*TASK BRIEF*: Return each line of the records below in which the string "item" turns up.

*SUPPLIED MATERIAL*:
· · ·
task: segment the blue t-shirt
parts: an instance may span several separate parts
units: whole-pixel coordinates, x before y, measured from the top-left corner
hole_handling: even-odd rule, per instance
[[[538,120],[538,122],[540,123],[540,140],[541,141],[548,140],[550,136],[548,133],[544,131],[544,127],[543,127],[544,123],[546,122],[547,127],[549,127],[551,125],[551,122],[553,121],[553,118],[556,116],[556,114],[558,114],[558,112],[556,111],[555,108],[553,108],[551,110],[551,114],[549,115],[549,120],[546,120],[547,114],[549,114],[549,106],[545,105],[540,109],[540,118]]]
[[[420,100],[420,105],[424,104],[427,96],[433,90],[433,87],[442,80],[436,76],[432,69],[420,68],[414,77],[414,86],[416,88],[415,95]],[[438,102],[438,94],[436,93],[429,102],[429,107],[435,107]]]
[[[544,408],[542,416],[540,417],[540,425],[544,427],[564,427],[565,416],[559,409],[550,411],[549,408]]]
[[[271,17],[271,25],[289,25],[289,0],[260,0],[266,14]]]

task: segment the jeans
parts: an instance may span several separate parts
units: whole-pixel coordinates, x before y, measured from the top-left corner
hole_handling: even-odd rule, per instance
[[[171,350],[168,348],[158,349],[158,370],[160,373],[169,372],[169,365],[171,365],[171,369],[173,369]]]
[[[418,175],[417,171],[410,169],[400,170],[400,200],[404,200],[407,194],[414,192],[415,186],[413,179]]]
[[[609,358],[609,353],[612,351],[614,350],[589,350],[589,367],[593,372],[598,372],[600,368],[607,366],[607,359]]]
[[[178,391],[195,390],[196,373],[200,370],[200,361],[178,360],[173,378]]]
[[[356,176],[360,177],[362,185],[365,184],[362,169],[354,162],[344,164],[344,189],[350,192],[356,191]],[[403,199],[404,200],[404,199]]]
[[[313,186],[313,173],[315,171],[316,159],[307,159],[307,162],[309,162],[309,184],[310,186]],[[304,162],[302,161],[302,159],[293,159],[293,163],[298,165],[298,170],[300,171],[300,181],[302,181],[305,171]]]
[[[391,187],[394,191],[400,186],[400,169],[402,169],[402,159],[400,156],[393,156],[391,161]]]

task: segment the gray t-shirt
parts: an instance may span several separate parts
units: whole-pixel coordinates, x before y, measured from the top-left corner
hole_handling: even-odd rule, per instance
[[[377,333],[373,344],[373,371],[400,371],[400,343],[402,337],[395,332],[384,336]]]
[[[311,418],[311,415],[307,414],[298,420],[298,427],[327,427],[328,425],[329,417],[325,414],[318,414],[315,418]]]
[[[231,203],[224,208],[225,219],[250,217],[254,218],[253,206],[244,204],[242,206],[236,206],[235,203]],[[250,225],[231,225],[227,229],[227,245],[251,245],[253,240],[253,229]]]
· · ·
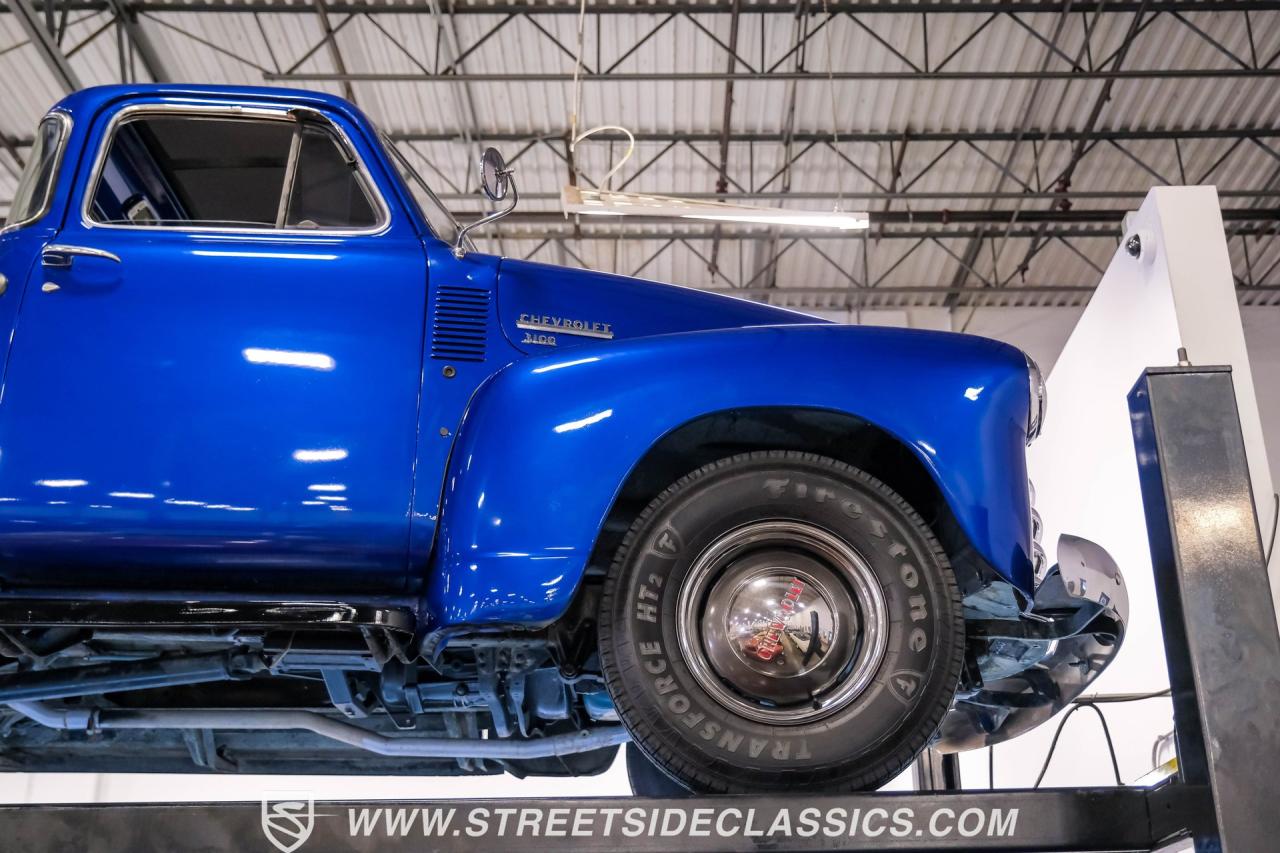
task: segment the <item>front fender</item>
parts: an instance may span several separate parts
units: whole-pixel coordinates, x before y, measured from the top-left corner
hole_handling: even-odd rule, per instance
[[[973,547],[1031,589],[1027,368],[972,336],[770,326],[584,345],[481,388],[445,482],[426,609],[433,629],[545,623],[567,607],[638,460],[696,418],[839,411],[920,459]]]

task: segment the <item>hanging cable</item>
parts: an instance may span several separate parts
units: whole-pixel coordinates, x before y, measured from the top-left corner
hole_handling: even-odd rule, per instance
· · ·
*ANSWER TO THIS EXERCISE*:
task: segment the <item>front fender</item>
task: segment the <item>hanging cable</item>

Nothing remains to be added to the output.